[Records provided]

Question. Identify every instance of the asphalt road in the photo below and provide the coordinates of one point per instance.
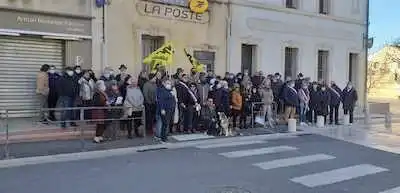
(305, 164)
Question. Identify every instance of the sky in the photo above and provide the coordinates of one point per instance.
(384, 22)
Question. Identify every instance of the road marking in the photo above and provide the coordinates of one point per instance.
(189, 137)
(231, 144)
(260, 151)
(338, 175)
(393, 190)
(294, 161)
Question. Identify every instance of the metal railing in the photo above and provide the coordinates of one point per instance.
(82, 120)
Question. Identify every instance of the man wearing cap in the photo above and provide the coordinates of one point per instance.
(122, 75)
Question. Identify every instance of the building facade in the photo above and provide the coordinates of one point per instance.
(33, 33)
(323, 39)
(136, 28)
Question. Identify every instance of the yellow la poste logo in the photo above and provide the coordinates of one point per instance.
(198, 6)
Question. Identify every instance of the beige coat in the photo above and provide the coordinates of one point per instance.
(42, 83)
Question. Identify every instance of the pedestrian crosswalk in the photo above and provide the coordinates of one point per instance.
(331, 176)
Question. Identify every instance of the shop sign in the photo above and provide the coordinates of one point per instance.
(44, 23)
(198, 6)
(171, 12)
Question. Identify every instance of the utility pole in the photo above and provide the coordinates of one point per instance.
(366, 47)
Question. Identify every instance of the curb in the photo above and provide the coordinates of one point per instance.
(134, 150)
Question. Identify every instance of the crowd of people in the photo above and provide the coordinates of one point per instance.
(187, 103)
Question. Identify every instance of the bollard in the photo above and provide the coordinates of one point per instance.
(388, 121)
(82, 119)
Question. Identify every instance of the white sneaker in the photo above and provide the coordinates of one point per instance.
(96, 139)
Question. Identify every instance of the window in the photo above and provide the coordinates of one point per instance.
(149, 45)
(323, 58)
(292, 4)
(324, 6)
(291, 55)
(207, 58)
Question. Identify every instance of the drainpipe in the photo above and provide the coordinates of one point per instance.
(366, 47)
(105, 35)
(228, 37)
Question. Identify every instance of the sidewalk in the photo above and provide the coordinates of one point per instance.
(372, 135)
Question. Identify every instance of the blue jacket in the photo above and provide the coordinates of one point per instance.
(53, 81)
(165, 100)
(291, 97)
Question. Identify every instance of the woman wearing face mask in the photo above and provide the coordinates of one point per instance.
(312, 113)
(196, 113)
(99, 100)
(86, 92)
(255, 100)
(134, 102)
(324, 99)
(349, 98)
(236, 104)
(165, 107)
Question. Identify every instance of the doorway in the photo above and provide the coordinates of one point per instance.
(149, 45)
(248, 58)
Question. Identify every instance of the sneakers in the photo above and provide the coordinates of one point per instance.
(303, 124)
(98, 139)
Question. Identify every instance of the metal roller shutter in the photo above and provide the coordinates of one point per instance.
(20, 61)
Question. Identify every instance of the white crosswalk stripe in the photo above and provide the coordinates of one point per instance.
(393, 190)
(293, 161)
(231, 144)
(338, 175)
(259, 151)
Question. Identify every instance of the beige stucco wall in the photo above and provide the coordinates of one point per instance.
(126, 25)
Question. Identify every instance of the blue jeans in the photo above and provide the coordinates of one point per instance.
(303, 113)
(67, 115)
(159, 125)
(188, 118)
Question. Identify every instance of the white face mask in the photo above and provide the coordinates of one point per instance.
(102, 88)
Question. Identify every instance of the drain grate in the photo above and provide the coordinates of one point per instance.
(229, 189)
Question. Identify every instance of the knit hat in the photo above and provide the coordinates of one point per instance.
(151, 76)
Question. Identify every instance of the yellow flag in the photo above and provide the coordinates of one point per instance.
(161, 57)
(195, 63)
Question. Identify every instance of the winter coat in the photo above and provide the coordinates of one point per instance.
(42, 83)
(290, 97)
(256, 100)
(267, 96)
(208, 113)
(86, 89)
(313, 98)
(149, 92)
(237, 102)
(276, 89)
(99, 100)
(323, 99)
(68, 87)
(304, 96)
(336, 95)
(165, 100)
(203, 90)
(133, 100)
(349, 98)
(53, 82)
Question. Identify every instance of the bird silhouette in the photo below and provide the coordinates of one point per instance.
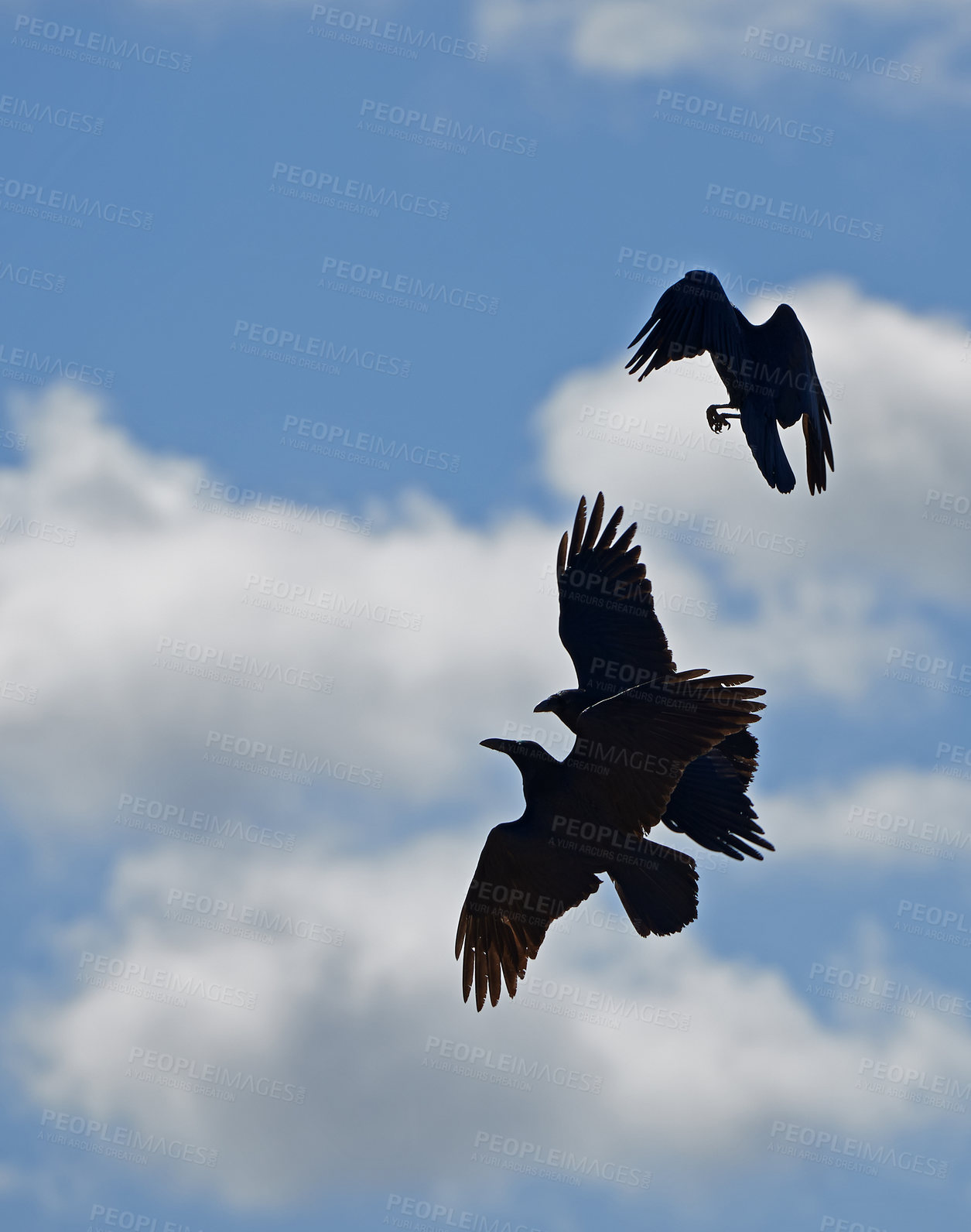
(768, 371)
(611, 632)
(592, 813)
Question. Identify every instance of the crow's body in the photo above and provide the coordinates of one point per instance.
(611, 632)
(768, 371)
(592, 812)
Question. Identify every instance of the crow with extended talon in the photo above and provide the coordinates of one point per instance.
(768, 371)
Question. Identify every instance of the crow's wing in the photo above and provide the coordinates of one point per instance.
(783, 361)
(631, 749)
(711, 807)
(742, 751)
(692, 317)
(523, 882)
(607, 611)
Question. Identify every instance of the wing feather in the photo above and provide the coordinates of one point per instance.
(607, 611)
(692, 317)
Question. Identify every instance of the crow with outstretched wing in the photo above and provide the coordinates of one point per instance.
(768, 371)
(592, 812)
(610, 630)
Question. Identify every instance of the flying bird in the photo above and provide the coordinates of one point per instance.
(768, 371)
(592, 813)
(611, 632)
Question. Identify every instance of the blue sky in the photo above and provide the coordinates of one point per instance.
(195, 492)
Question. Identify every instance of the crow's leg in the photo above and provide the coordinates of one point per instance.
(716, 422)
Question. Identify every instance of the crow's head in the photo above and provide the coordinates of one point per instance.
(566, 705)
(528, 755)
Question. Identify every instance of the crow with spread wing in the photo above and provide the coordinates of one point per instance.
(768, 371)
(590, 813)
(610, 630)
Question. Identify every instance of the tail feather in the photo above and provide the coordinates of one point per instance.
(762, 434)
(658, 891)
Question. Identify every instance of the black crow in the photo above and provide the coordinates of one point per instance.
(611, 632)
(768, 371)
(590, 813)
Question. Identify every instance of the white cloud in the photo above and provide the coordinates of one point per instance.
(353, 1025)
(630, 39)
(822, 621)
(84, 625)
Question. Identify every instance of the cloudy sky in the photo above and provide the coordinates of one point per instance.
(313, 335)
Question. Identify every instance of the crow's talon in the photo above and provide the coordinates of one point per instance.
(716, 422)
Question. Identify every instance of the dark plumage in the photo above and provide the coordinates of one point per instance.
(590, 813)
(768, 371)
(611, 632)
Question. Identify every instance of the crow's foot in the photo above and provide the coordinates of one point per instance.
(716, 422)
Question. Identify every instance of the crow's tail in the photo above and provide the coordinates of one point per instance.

[/Records provided]
[Records provided]

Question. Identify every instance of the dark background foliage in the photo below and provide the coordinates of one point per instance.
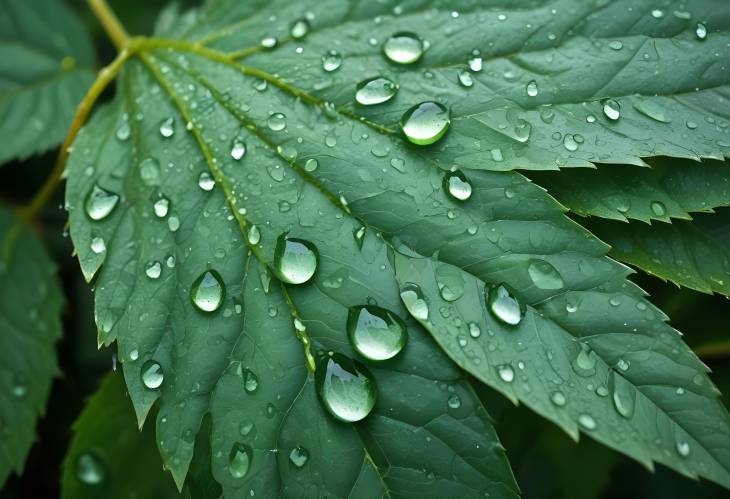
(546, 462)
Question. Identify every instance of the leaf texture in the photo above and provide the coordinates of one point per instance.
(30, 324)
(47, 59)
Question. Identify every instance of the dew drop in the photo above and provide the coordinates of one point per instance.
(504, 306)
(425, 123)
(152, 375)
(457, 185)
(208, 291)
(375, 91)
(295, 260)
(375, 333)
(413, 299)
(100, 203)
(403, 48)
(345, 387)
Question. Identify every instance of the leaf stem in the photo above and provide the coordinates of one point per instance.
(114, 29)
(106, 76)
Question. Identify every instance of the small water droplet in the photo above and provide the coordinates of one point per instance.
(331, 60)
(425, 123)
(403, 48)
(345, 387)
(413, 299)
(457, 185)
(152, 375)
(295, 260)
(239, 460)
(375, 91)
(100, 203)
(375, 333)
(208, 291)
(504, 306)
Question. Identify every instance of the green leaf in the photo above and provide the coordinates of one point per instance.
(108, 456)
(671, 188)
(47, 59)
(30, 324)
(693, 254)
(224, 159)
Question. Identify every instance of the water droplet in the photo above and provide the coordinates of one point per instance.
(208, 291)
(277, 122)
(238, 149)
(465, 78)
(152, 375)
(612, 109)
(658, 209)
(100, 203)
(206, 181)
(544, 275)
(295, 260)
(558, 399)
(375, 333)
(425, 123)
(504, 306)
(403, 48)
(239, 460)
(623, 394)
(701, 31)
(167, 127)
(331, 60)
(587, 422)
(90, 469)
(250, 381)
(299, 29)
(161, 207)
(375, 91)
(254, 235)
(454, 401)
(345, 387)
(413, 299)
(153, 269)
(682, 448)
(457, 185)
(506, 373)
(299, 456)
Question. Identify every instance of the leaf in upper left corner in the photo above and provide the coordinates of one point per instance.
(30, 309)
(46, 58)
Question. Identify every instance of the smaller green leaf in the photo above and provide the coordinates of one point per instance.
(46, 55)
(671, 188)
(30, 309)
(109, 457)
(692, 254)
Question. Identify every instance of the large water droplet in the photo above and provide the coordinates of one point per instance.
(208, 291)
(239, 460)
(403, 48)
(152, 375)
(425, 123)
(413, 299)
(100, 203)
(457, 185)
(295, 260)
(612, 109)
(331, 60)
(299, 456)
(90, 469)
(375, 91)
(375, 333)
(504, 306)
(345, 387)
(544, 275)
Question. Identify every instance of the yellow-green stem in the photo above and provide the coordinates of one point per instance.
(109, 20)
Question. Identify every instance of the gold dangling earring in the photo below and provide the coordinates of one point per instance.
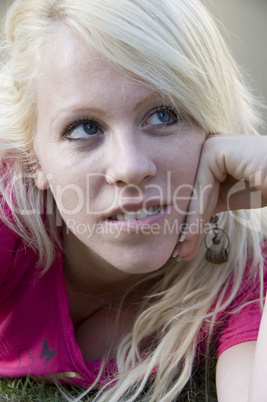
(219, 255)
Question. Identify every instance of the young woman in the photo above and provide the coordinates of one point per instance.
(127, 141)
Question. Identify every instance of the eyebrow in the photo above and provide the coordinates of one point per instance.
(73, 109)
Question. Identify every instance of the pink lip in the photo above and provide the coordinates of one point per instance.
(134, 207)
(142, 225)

[/Records provided]

:: What this task involves ::
Restate word for word the entries above, starting at the line with "Question. Identify every instance of the crow's foot" and ending at the line with "Question. Identify every instance of the crow's tail", inclusive, and no others.

:: Answer for this exercise ::
Question. Identify every instance of the crow's foot in the photo above and provide the coordinates of one point per instance.
(716, 422)
Question. Identify every instance of the crow's tail in the photo above and provide the coordinates of one point per instance.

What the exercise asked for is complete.